* To be done
Please reproduce every line of the rows below with no changes.

* Task data
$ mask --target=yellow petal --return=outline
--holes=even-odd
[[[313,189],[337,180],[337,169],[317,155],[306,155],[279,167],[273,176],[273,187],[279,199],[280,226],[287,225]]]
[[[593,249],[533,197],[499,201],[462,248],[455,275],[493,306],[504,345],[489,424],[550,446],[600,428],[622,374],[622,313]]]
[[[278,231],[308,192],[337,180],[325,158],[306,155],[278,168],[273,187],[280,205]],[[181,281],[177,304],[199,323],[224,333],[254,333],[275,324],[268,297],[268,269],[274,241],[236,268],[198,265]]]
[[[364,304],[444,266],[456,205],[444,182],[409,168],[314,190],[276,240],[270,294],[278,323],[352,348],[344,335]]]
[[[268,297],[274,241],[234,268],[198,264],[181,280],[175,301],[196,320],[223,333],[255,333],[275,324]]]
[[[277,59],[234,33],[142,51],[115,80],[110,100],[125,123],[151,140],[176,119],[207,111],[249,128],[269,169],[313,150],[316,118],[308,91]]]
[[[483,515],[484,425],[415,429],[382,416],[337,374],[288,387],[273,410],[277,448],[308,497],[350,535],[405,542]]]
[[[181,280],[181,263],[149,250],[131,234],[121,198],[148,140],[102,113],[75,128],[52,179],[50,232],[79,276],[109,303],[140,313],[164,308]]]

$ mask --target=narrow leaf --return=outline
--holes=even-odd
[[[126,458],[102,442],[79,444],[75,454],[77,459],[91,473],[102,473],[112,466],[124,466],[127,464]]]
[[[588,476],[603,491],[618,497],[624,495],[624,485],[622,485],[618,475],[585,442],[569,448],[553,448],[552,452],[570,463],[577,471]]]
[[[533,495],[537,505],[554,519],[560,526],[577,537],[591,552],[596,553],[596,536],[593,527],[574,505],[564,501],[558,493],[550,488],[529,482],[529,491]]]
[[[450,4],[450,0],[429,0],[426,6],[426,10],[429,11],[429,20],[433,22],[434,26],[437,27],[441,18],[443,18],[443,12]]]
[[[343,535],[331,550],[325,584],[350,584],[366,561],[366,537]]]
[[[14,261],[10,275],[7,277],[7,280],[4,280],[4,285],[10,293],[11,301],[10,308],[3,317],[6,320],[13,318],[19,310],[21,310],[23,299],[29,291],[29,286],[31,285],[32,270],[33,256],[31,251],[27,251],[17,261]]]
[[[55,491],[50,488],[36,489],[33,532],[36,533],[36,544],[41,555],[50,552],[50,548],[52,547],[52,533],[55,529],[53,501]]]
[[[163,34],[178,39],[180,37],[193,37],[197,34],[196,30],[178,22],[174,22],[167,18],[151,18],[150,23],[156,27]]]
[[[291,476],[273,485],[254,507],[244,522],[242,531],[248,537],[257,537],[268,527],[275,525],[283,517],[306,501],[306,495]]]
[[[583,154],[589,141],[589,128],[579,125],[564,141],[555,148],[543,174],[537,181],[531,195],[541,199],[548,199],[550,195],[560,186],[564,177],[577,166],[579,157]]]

* Task result
$ mask --target=yellow petal --return=outline
--holes=even-odd
[[[313,189],[337,180],[337,169],[317,155],[306,155],[279,167],[273,176],[273,187],[279,199],[280,226],[287,225]]]
[[[593,249],[533,197],[499,201],[462,248],[455,275],[493,306],[504,345],[489,424],[550,446],[600,428],[622,374],[622,313]]]
[[[278,231],[308,192],[337,180],[325,158],[306,155],[278,168],[273,187],[280,205]],[[181,281],[177,304],[199,323],[224,333],[254,333],[275,324],[268,297],[268,269],[274,241],[236,268],[198,265]]]
[[[364,304],[444,266],[456,205],[444,182],[409,168],[314,190],[276,240],[270,294],[278,323],[352,348],[344,335]]]
[[[268,297],[274,241],[234,268],[198,264],[181,280],[175,301],[196,320],[223,333],[255,333],[275,324]]]
[[[277,59],[234,33],[142,51],[115,80],[110,100],[125,123],[151,140],[176,119],[207,111],[249,128],[269,169],[313,150],[316,118],[308,91]]]
[[[483,515],[484,425],[415,429],[382,416],[337,374],[288,387],[273,410],[277,448],[308,497],[350,535],[405,542]]]
[[[181,280],[181,263],[149,250],[131,234],[121,198],[148,140],[102,113],[75,128],[52,179],[50,232],[79,276],[109,303],[140,313],[164,308]]]

$ mask --target=narrow leaf --return=outline
--holes=even-odd
[[[126,458],[102,442],[79,444],[75,454],[77,459],[91,473],[102,473],[112,466],[124,466],[127,464]]]
[[[588,476],[603,491],[618,497],[624,495],[624,485],[622,485],[618,475],[585,442],[569,448],[553,448],[552,452],[570,463],[577,471]]]
[[[533,495],[537,505],[554,519],[560,526],[577,537],[591,552],[596,553],[596,536],[593,527],[574,505],[564,501],[558,493],[550,488],[529,482],[529,491]]]
[[[450,4],[450,0],[429,0],[426,6],[426,10],[429,11],[429,20],[433,22],[434,26],[437,27],[441,18],[443,18],[443,12]]]
[[[343,535],[331,550],[325,584],[350,584],[366,561],[366,537]]]
[[[14,261],[10,275],[7,277],[7,280],[4,280],[4,285],[10,293],[11,301],[10,308],[3,317],[6,320],[13,318],[19,310],[21,310],[23,299],[29,291],[29,286],[31,285],[32,270],[33,256],[31,251],[27,251],[17,261]]]
[[[55,491],[50,488],[36,489],[33,532],[36,533],[36,544],[41,555],[50,552],[50,548],[52,547],[52,533],[55,529],[53,501]]]
[[[163,34],[178,39],[180,37],[193,37],[197,34],[196,30],[178,22],[174,22],[167,18],[151,18],[150,23],[156,27]]]
[[[291,476],[273,485],[254,507],[244,522],[242,531],[248,537],[257,537],[268,527],[275,525],[283,517],[306,501],[306,495]]]
[[[583,154],[589,141],[589,128],[579,125],[564,141],[555,148],[543,174],[537,181],[531,195],[541,199],[548,199],[550,195],[560,186],[564,177],[577,166],[579,157]]]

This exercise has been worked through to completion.